Para los que llevamos leyendo las crónicas de Roberto Merino durante años, el anuncio de su primera novela encendió nuestra atención. Se trataba de una espera acompañada de una pregunta que rondaba alrededor de su obra. De un tiempo a esta parte Merino se ha convertido en un cronista necesario y esencial. Observación y pensamiento encauzado en una prosa elegante y luminosa. Esa claridad iluminando por igual nuestro pasado y presente, con el foco en la ciudad de Santiago. En sus barrios, recovecos, calles y esquinas que a veces persisten y otras se han difuminado, siempre desde un punto de vista muy personal.
La pregunta o deseo, era ver como se encausaban los méritos del autor en un trabajo de largo aliento. Como se sostenían en la progresión dramática necesaria para la estructura de una novela, sea esta de ficción o auto ficción. Sabemos que la frontera entre géneros literarios hoy por hoy es casi mal vista, pero algo de esa definición sobrevive muda en nuestra necesidad de diferenciar lo que tenemos al frente.
«Pasos continuos» está estructurada en una serie de capítulos precedidos por el año que abarcan, desde 1964 hasta 1977, luego de un primer episodio donde Merino nos sumerge en la piel de su antepasado.
Después viene el recorrido del protagonista desde la niñez hasta la adolescencia. Una voz intima va dando a conocer el universo que habita. Ese mundo es el mismo al que nos tiene acostumbrado el autor, por donde se mueve como pez en el agua. Pero a diferencia de las crónicas, la observación y los recuerdos se reducen al punto de vista de un niño y luego de un adolescente.
Las primeras impresiones del niño Merino se concentran en el interior de la casa, en la familia directa, en las calles cercanas e inmediatas. Lo de adentro y lo de afuera. Las imágenes se suceden sin un orden cronológico. Se dejan caer, a veces cambiando de tema entre un párrafo y otro, estampas. Imágenes superpuestas, enmarcadas en una edad y un año, no sujetan a una trama.
La gracia esta en la calidad de estas imágenes, en el detalle acusado y en la voz que desde las primeras páginas busca un entendimiento con la realidad.
El aserrín esparcido sobre las baldosas de la panadería, los caballos en el centro de Santiago. La radio, las revistas y la televisión. La casona, los muebles, el frío y las estufas a parafina. La familia como centro gravitacional del hogar y el barrio que poco a poco comienza a extenderse calles más allá, a medida que el niño crece y así sus exploraciones por la ciudad.
----
▶ Tareas:
A: Resume en dos oraciones la reseña de «Pasos continuos».
B: Según la reseña de «Pasos continuos», ¿qué años abarcan los capítulos de la novela?
C: Retoma la reseña de «Pasos continuos» y prosíguela a partir de su última oración.
----
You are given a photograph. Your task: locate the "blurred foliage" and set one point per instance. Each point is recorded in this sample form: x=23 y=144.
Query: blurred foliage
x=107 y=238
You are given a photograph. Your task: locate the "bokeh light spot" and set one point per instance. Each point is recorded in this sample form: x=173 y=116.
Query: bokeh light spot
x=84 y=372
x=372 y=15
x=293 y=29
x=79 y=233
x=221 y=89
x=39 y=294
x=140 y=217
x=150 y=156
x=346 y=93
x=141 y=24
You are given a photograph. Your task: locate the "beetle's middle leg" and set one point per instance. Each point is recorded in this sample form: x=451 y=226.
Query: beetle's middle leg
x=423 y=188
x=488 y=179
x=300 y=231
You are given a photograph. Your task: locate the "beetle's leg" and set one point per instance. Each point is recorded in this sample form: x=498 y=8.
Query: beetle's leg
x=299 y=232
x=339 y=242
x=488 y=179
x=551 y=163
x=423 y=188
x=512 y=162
----
▶ Respuestas:
A: La reseña presenta la primera novela de Roberto Merino, un cronista centrado en Santiago, y se pregunta cómo sostendría sus méritos en un trabajo de largo aliento. «Pasos continuos» recorre la niñez y la adolescencia del protagonista en capítulos precedidos por años, de 1964 a 1977, mediante imágenes sin orden cronológico vistas desde los ojos de un niño y luego de un adolescente.

B: Desde 1964 hasta 1977.

C:
Las tardes eléctricas, la flor de la pluma oscureciendo la luz de las estrellas. Los primos apareciendo y desapareciendo enigmáticamente. Las noches azules y el accidente del padre.
«Negro total del campo recién anochecido rayado por destellos plateados de luces de autos, pavimento resbaladizo, otras luces definidas amarillas, luces de sodio o cobalto o magnesio, brazos en cruz hacia los focos, padre inconsciente, pulmones flotantes»
Merino recuerda y proyecta a través de la imaginación lo sucedido. No se detiene demasiado en comprender a los demás. Los dibuja con certeza, pero a quien intenta comprender de verdad, es a él mismo. Y no lo hace por medio de pretensiones psicológicas, sino a través del rescate de detalles, a veces exquisitos, a veces pop y mundanos. Detalles en movimiento y en calma. Entusiasmo y aburrimiento.
A medida que el personaje crece, aparece también el deseo y la inconformidad de como se percibe a sí mismo. El año 1972, tal vez el mejor capítulo del libro, marca un cambio. De alguna forma se dilata el hambre del protagonista, la curiosidad por todo lo que le rodea, la velocidad de observación.
«Había manchas de aceite de auto en el asfalto, y yo seguía en la bicicleta las rayas centrales de alquitrán, de bordes irregulares. Era la alegría nocturna de la libertad, del despertar al mundo y a la individualidad»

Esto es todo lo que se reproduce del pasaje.